• Entries supplied:

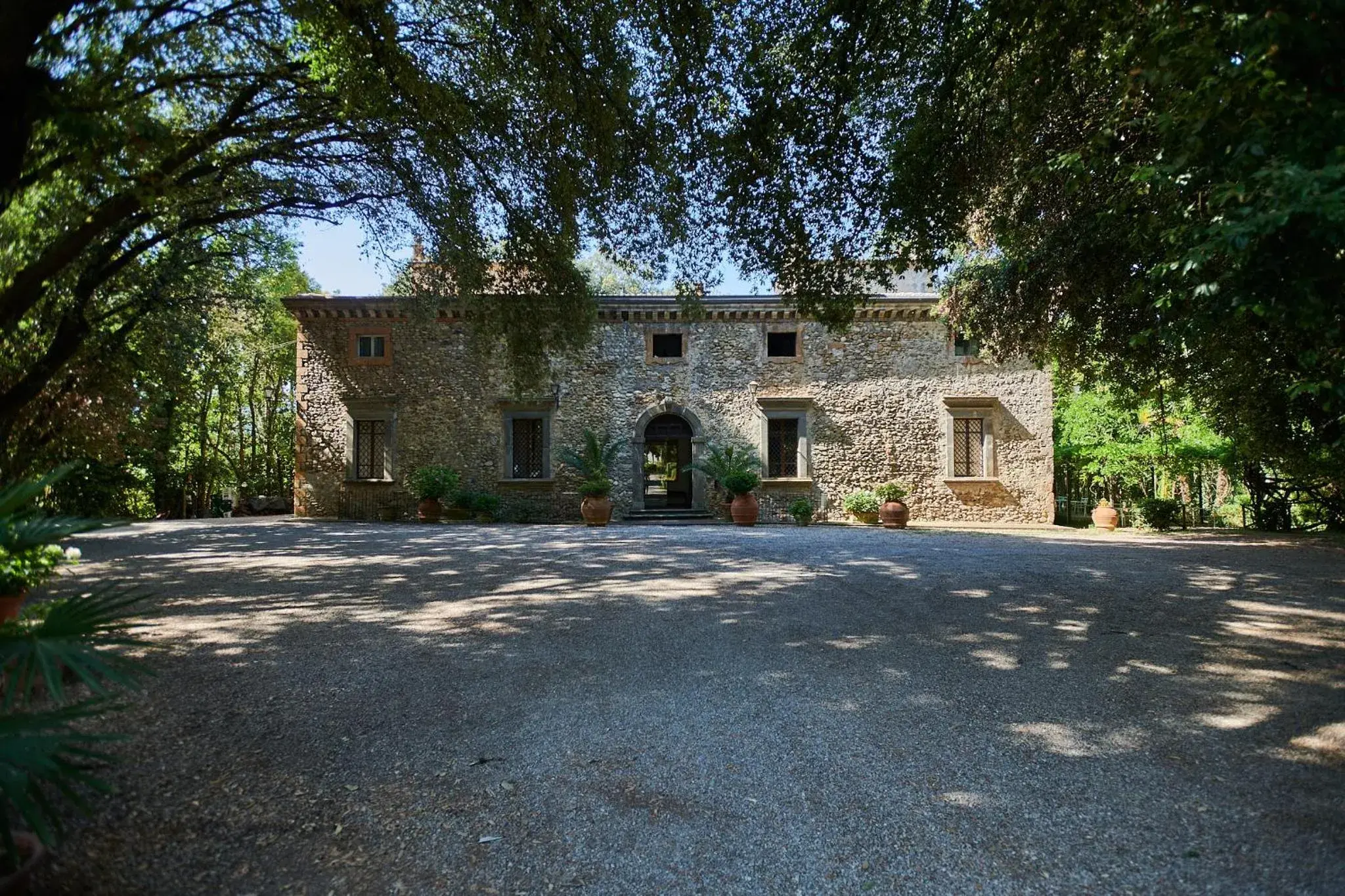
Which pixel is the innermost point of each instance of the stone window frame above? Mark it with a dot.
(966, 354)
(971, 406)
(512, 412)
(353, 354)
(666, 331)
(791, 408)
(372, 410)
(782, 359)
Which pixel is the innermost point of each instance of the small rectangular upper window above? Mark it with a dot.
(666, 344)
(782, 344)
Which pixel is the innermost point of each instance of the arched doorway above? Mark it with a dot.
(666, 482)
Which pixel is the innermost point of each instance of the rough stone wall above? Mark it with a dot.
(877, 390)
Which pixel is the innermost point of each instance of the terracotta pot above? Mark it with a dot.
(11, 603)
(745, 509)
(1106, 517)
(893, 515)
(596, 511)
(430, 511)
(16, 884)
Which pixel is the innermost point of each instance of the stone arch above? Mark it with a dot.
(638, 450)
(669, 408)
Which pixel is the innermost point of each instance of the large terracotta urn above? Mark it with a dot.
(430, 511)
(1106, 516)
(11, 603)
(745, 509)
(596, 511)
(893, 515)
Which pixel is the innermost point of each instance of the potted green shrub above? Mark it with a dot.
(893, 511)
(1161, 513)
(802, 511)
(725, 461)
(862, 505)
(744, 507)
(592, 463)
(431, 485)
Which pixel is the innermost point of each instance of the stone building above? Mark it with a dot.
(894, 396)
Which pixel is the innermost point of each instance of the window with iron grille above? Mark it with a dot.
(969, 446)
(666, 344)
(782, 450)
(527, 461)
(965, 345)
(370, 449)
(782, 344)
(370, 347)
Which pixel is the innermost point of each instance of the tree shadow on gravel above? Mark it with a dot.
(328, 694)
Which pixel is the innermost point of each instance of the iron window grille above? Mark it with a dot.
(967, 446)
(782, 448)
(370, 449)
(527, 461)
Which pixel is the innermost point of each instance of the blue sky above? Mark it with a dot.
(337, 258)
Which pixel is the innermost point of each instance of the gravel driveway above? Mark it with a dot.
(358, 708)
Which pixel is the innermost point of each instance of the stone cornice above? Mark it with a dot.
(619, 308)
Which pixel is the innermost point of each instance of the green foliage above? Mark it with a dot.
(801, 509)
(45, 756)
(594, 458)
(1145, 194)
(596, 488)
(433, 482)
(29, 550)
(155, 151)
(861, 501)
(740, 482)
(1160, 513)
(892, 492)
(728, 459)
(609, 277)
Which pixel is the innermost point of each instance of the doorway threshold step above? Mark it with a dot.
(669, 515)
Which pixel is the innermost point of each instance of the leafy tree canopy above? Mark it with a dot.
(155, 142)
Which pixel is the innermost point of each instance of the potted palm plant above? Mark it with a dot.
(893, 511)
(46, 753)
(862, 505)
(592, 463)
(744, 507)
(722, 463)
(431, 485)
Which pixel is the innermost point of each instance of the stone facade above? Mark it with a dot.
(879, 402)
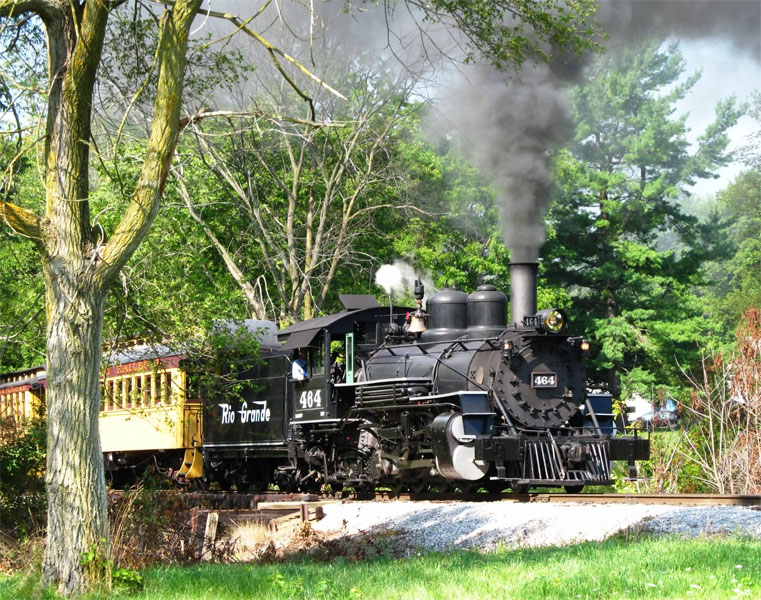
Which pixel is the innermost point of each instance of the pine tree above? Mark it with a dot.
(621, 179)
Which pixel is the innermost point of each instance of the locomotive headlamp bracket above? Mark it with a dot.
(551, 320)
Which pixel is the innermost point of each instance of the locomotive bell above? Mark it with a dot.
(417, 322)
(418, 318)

• Work instruction: Each record must be repeated verbatim, and no picture may appear in the copy.

• Solution to this exercise:
Which pixel is the innermost point of each instance of the stone window frame above? Mark it with a dot.
(966, 354)
(971, 406)
(512, 412)
(353, 354)
(666, 331)
(791, 408)
(372, 410)
(782, 359)
Which pixel is the innermost point of each instance of the small rectangular upper window above? Mark it with a dot.
(666, 344)
(782, 344)
Which pixel is the innermost point of each instance of the arched doorway above? Mark it with a dot.
(666, 482)
Which pixel is the innermost point of each instance of the rough stone wall above? Mark it with a dot.
(877, 390)
Which pixel is the innermost point of each instance of the terracotta pot above? Mark it with a dot.
(11, 603)
(745, 509)
(1106, 517)
(893, 515)
(596, 511)
(430, 511)
(16, 884)
Which pixel is the innermost point of each instance of the stone arch above? Mark it with a dot.
(638, 450)
(669, 408)
Which pixel is the innermost point of each instance of the large terracotta urn above? Mark it with a dot.
(430, 511)
(1106, 516)
(11, 603)
(745, 509)
(596, 511)
(893, 515)
Which pixel is the innermost point of each instance of the potted green shrub above? Mark it with a dot.
(893, 511)
(1161, 513)
(802, 511)
(725, 461)
(862, 505)
(744, 507)
(592, 463)
(431, 485)
Which pixel is the innermost point of each instance of the stone building above? Mark it with a dot.
(894, 396)
Which pixel is the innermost point of each instance of the window with iron grille above? Mark it with a dot.
(969, 446)
(666, 344)
(782, 450)
(527, 461)
(965, 345)
(370, 449)
(782, 344)
(370, 347)
Which pixel is the innermost point of each instance of the tree shadow on gravel above? Mark it with a dot.
(328, 694)
Which pixel is the innermost point of each instance of the iron window grille above? Mark it with a dot.
(967, 446)
(782, 448)
(370, 449)
(527, 461)
Which pixel is the innermost point of each instance of the blue sky above? Mark it with a dot.
(337, 258)
Which pixel is the innermost point of each instance of the gravel driveway above? Mark it with a dot.
(358, 708)
Which pixel is the innermost point of each instance of the stone cornice above? Mark it with a dot.
(619, 308)
Which pixel is the innermost point of each instance of the green foliage above? Mark it with a dot.
(801, 509)
(45, 756)
(594, 458)
(1145, 194)
(596, 488)
(433, 482)
(29, 550)
(155, 151)
(861, 501)
(740, 482)
(1160, 513)
(892, 492)
(728, 459)
(609, 277)
Which pixel is the innermost point of each instance of the doorway threshold step above? Mark it with a dot.
(669, 515)
Which pixel is the innermost point of each instance of the leafy tree canopy above? Mark it with a dot.
(155, 142)
Which pixel is the innermost point of each instance of the potted palm plant above? Mark it with a dot.
(893, 511)
(46, 753)
(862, 505)
(592, 463)
(744, 507)
(722, 463)
(431, 485)
Which pixel is the innermost point of each instance of the stone facade above? Mark it with a dot.
(879, 402)
Which pixel is the innermost point of each instance of the pine tree above? Mark it with a dot.
(621, 179)
Which pixel is the innermost point of each instance of the locomotive headlamp bracket above? Mark it with a dot.
(551, 320)
Which pixel is the innermost point of each instance of the locomotive bell above? Mark it with a dot.
(417, 322)
(418, 318)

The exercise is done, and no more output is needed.